▸ **List of tasks**:
1: Answer these questions from the passage on Burke's coaching:
(a) Whose request did Burke honor in a game away to Charleston?
(b) Over how many full seasons did Burke exactly repeat a previously-used lineup fewer than half a dozen times?
(c) After which season did Burke adapt his roster construction principles?
2: List every proper name in the passage on Burke's coaching, each one once.

▸ **Passage to read**:
Burke did say that once the whistle blew, he had full control over managing his game. Once away to Charleston he honored Maurice Edu’s request to exceed the training staff’s recommended quantity of game minutes. And the choice and timing of substitutions were always his own.

These restrictions emphasize that his fundamental role was teaching in his classrooms, not winning matches. He fulfilled hiss primary function and achieved a good measure of conventional athletic success as well. Circumspectly, he took pride in reconciling the two objectives.

Long-time Steel FC followers will remember that line-up repetition was not available to Burke. In his USL career with the Union he exactly repeated a previously-used lineup less than a half a dozen times over four full seasons.

Following the 2016 season when he first experienced the problem, he adapted his roster construction principles. Never again did he not have redundancy built in for every position, save goalkeeper. Once after the first season there was a game without a back-up keeper. Not only did he have redundant personnel, using the first-team or the academy, he sought players able to adjust with only a day or two of instruction.

▸ **Records from a data source**:
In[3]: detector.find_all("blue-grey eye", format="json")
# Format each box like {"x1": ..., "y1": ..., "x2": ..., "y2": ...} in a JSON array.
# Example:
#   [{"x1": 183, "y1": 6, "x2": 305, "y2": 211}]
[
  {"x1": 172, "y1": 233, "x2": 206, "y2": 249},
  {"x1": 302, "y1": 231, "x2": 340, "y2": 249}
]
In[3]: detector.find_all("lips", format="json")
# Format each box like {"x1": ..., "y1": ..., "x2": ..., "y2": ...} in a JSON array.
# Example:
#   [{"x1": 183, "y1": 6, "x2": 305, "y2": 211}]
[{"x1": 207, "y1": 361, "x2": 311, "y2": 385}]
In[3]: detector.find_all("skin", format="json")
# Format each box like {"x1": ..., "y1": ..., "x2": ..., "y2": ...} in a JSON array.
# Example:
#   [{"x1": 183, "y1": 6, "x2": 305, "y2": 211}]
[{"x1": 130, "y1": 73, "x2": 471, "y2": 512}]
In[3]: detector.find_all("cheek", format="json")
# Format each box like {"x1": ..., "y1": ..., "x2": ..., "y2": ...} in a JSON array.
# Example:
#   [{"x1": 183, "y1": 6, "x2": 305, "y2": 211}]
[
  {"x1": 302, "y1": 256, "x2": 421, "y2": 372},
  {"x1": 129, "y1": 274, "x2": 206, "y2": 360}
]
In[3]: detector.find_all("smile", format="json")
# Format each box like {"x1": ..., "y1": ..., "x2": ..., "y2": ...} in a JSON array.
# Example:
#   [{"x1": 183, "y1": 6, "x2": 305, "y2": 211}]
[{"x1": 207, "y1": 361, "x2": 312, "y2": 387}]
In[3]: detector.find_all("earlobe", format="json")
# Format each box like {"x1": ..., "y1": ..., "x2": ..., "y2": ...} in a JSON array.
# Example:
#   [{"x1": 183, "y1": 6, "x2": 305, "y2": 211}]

▸ **Solutions to the tasks**:
1:
(a) Maurice Edu's
(b) Four
(c) The 2016 season

2: Burke, Charleston, Maurice Edu, Steel FC, USL, Union